## Text
Ravindra Chibbar



Canada Research Chair in Molecular Biology for Crop Quality

Tier 1 - 2004-01-01
Renewed: 2011-10-01
University of Saskatchewan
Natural Sciences and Engineering

306-966-4969
ravi.chibbar@usask.ca

Research involves


Using genomics to improve the grain quality of pulse and cereal crops, and to enhance their performance under stressful winter conditions.

Research relevance


This research will help diversify prairie agriculture by accelerating the development of cereal and pulse crops, and by enhancing the winter survival of fall seeded crops.

Harnessing Genomics to Improve Crops


Consumers are increasingly demanding that crops provide them with such wholesome qualities as high fibre, antioxidants, a low glycemic index, and a balanced mix of minerals and vitamins. Obtaining these qualities requires crops that are able to survive harsh growing conditions and remain productive in the face of climate change, while also producing the quality and yields that allow farmers to stay competitive.

Dr. Ravindra Chibbar, Canada Research Chair in Molecular Biology for Crop Quality, is helping farmers reach those goals by using genomics to improve the quality of wheat and barley, and of pulse crops like lentils and chickpeas. Chibbar is bringing together the expertise of molecular biologists, biochemists, cereal chemists, plant breeders and food scientists.

## Provided material
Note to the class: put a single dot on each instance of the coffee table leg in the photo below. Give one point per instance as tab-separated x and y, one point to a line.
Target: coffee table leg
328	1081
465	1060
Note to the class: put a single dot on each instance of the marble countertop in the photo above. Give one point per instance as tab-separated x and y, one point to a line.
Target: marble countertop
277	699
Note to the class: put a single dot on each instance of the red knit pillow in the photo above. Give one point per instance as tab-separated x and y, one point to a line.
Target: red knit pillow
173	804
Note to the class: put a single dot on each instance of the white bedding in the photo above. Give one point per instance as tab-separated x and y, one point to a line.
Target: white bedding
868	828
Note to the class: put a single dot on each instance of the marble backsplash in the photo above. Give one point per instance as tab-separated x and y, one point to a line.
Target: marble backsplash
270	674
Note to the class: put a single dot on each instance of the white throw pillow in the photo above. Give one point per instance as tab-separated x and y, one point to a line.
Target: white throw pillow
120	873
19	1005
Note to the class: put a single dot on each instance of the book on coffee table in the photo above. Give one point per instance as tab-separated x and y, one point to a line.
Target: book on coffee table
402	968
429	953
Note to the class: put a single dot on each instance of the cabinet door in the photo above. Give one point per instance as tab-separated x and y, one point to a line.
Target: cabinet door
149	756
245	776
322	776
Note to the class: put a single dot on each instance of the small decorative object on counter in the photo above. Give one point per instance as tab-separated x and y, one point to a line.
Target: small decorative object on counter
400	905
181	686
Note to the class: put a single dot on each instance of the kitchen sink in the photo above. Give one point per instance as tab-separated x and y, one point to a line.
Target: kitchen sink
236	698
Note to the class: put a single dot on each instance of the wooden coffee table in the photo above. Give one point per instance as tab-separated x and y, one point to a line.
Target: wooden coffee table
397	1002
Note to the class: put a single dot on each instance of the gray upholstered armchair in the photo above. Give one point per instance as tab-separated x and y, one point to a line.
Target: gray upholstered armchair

## Task item A
Answer each question from the research chair profile.
(i) At which university is the chair held?
(ii) On what date was the chair renewed?
(iii) Which two pulse crops are named as examples?
## Task item B
Rewrite the part of the research chair profile that opens with the words containing "This research will" and closes with "to stay competitive.", replacing "prairie" with "western".

## Exercise solution A
(i) University of Saskatchewan
(ii) 2011-10-01
(iii) Lentils and chickpeas

## Exercise solution B
This research will help diversify western agriculture by accelerating the development of cereal and pulse crops, and by enhancing the winter survival of fall seeded crops.

Harnessing Genomics to Improve Crops


Consumers are increasingly demanding that crops provide them with such wholesome qualities as high fibre, antioxidants, a low glycemic index, and a balanced mix of minerals and vitamins. Obtaining these qualities requires crops that are able to survive harsh growing conditions and remain productive in the face of climate change, while also producing the quality and yields that allow farmers to stay competitive.